> Given task:
Copy out all the material below, substituting "one point per instance" for every occurrence of "one marker per instance". Leave everything else unchanged.

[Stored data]
>> BEGIN
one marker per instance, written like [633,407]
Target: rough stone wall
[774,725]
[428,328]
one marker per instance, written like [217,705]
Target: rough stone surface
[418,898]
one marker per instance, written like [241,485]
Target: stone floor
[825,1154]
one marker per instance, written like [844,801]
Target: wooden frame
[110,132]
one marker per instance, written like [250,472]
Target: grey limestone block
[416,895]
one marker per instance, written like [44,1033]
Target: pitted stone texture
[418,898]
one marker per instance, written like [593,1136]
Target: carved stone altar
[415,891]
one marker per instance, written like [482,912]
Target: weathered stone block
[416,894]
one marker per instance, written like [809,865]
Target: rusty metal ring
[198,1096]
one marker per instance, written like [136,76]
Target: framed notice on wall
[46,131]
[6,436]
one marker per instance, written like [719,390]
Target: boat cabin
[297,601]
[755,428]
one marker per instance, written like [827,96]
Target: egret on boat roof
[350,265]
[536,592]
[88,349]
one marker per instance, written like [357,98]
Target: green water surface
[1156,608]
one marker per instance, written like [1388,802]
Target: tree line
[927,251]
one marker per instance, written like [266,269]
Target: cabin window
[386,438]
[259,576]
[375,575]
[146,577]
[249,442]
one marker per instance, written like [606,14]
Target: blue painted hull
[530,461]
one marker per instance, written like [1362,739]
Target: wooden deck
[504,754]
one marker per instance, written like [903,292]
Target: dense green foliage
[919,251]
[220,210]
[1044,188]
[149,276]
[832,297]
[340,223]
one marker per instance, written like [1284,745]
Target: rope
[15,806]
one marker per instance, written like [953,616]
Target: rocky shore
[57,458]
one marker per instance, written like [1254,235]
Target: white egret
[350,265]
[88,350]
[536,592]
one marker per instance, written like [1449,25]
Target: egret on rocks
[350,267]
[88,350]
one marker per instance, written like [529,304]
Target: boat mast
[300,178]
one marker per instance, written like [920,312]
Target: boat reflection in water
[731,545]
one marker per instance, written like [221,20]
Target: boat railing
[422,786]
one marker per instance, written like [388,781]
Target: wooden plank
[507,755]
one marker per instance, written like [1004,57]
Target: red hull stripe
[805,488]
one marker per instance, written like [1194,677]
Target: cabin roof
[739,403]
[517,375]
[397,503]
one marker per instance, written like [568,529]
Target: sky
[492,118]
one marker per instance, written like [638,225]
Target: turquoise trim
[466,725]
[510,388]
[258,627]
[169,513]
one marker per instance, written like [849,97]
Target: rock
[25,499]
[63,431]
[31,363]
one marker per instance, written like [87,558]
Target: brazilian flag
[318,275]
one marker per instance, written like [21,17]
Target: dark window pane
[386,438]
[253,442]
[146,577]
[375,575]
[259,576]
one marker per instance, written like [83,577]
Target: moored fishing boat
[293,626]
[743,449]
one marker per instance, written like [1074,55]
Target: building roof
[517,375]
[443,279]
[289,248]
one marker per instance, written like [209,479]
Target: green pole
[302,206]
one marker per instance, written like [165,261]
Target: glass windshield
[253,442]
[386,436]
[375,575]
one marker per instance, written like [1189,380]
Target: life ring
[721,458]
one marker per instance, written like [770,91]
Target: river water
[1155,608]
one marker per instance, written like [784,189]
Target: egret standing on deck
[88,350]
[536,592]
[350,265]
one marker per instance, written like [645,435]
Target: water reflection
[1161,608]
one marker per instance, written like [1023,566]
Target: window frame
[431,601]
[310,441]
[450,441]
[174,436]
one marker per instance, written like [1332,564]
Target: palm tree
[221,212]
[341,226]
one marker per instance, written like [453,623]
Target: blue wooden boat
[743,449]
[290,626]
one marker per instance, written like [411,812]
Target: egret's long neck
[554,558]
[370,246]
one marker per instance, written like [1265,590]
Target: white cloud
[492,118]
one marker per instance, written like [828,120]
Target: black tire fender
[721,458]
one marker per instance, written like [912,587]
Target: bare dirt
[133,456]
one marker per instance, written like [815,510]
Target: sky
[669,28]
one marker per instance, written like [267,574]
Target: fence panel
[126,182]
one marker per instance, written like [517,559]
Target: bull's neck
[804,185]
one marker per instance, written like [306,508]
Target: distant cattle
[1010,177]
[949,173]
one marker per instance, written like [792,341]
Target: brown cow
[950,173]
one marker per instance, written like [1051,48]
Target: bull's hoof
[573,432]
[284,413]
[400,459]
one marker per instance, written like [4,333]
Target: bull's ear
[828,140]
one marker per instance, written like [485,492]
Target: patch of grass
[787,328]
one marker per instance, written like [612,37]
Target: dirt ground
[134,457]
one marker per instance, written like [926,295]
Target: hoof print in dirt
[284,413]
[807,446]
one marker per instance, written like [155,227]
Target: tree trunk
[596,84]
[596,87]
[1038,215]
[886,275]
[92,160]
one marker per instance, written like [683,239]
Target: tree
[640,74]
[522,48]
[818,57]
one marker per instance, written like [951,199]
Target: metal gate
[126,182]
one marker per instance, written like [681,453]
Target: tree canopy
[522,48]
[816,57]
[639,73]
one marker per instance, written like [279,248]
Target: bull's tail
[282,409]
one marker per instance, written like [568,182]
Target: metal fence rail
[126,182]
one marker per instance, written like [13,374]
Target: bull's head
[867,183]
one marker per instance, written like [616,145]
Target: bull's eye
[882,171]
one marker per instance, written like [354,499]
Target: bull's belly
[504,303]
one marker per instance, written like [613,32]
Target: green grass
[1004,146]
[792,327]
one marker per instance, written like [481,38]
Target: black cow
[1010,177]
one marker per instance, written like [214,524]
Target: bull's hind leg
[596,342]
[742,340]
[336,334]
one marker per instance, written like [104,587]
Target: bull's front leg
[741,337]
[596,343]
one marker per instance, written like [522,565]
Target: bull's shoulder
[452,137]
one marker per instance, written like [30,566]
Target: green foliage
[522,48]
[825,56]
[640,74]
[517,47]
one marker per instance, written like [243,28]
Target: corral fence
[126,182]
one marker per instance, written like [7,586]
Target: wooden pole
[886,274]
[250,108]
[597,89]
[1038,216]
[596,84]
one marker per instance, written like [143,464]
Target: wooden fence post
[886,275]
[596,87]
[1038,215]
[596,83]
>> END
> Expected answer:
one point per instance, written like [633,407]
Target: rough stone wall
[774,725]
[428,328]
one point per instance, written like [217,705]
Target: rough stone surface
[418,898]
one point per instance, written like [241,485]
Target: stone floor
[825,1154]
one point per instance, written like [844,801]
Target: wooden frame
[110,132]
one point per instance, written like [250,472]
Target: grey limestone block
[416,895]
one point per instance, written like [44,1033]
Target: pitted stone texture
[418,898]
one point per instance, written like [593,1136]
Target: carved stone altar
[415,891]
one point per instance, written like [482,912]
Target: weathered stone block
[416,894]
one point per instance, written like [809,865]
Target: rusty metal ring
[198,1096]
one point per instance, written like [136,76]
Target: framed notice on wall
[46,131]
[6,436]
one point per instance, written like [719,390]
Target: boat cabin
[297,601]
[755,428]
one point per instance, written like [827,96]
Target: egret on boat roof
[350,265]
[536,592]
[88,349]
one point per instance, written like [357,98]
Target: green water surface
[1156,608]
one point per instance, written like [1388,802]
Target: tree line
[927,251]
one point per instance, written like [266,269]
Target: cabin window
[386,438]
[259,576]
[375,575]
[146,577]
[249,442]
one point per instance, written like [606,14]
Target: blue painted hull
[530,461]
one point per instance, written like [1362,739]
Target: wooden deck
[504,754]
one point per instance, written like [903,292]
Target: dense green foliage
[919,251]
[220,210]
[1044,188]
[149,276]
[832,297]
[340,223]
one point per instance, written like [1284,745]
Target: rope
[15,806]
one point per instance, written like [953,616]
Target: rocky shore
[57,458]
one point per instance, written like [1254,235]
Target: white egret
[350,265]
[88,350]
[536,592]
one point per instance, written like [1449,25]
Target: egret on rocks
[350,267]
[88,350]
one point per instance, written like [529,304]
Target: boat mast
[300,178]
one point per instance, written like [920,312]
Target: boat reflection in water
[731,545]
one point per instance, written like [221,20]
Target: boat railing
[422,786]
one point per instance, written like [388,781]
Target: wooden plank
[507,755]
one point per instance, written like [1004,57]
Target: red hull stripe
[805,488]
one point per instance, written like [1194,677]
Target: cabin roof
[739,403]
[517,375]
[397,503]
one point per instance, written like [568,529]
Target: sky
[492,118]
one point per instance, written like [638,225]
Target: turquoise trim
[466,725]
[510,388]
[258,627]
[169,513]
one point per instance, written like [849,97]
Target: rock
[25,499]
[63,431]
[31,363]
one point per instance, written like [87,558]
Target: brazilian flag
[318,275]
one point per instance, written like [21,17]
Target: dark window pane
[386,438]
[253,442]
[146,577]
[375,575]
[259,576]
one point per instance, written like [83,577]
Target: moored fishing boat
[293,626]
[743,449]
one point per instance, written like [1074,55]
Target: building roof
[517,375]
[443,279]
[289,248]
one point per instance, written like [209,479]
Target: green pole
[302,206]
one point per instance, written like [165,261]
Target: glass windshield
[253,442]
[386,436]
[375,575]
one point per instance, written like [1189,380]
Target: life ring
[721,458]
one point per instance, written like [770,91]
Target: river water
[1155,608]
one point per instance, written like [784,189]
Target: egret standing on deck
[88,350]
[536,592]
[350,265]
one point per instance, written like [645,435]
Target: water reflection
[1161,608]
one point per instance, written like [1023,566]
Target: window frame
[431,601]
[310,441]
[450,441]
[174,436]
one point per instance, written like [1332,564]
Target: palm tree
[221,212]
[341,226]
one point per instance, written like [453,623]
Target: blue wooden boat
[743,449]
[290,626]
one point per instance, written like [411,812]
Target: egret's long neck
[554,558]
[370,246]
one point per instance, written like [1265,590]
Target: white cloud
[492,118]
one point per instance, written like [828,120]
Target: black tire fender
[721,458]
one point per instance, written like [912,587]
Target: bare dirt
[133,456]
one point per instance, written like [815,510]
Target: sky
[669,28]
one point per instance, written like [267,574]
Target: fence panel
[126,182]
one point per instance, written like [517,559]
Target: bull's neck
[804,185]
one point per instance, written like [306,508]
Target: distant cattle
[1010,177]
[949,173]
one point per instance, written like [792,341]
Target: brown cow
[950,173]
one point per instance, written like [1051,48]
Target: bull's hoof
[573,432]
[284,413]
[400,459]
one point per instance, written like [4,333]
Target: bull's ear
[828,140]
one point per instance, written like [485,492]
Target: patch of grass
[787,328]
one point per instance, written like [612,37]
Target: dirt ground
[134,457]
one point per instance, written like [926,295]
Target: hoof print in dirt
[284,413]
[807,446]
one point per instance, written like [155,227]
Target: tree trunk
[596,84]
[596,87]
[1038,215]
[886,275]
[92,160]
one point per instance, written like [683,239]
Target: tree
[640,74]
[522,48]
[818,57]
one point per instance, written like [951,199]
Target: metal gate
[126,182]
one point per instance, written like [681,453]
Target: tree canopy
[522,48]
[816,57]
[639,73]
one point per instance, written like [279,248]
Target: bull's tail
[282,409]
one point per instance, written like [568,182]
Target: metal fence rail
[126,182]
one point per instance, written like [13,374]
Target: bull's head
[867,183]
one point per instance, written like [616,145]
Target: bull's eye
[882,171]
one point per instance, written like [354,499]
Target: bull's belly
[504,303]
one point per instance, written like [613,32]
Target: green grass
[1004,146]
[792,327]
one point per instance, written like [481,38]
Target: black cow
[1010,177]
one point per instance, written like [214,524]
Target: bull's hind leg
[596,342]
[742,340]
[336,334]
one point per instance, written like [104,587]
Target: bull's front leg
[741,337]
[596,343]
one point per instance, written like [522,565]
Target: bull's shoulder
[452,137]
one point per instance, written like [30,566]
Target: green foliage
[522,48]
[825,56]
[640,74]
[517,47]
one point per instance, written like [243,28]
Target: corral fence
[126,182]
one point per instance, written like [7,586]
Target: wooden pole
[886,274]
[250,108]
[597,89]
[1038,216]
[596,84]
one point per instance, written like [143,464]
Target: wooden fence post
[886,275]
[596,87]
[1038,215]
[596,83]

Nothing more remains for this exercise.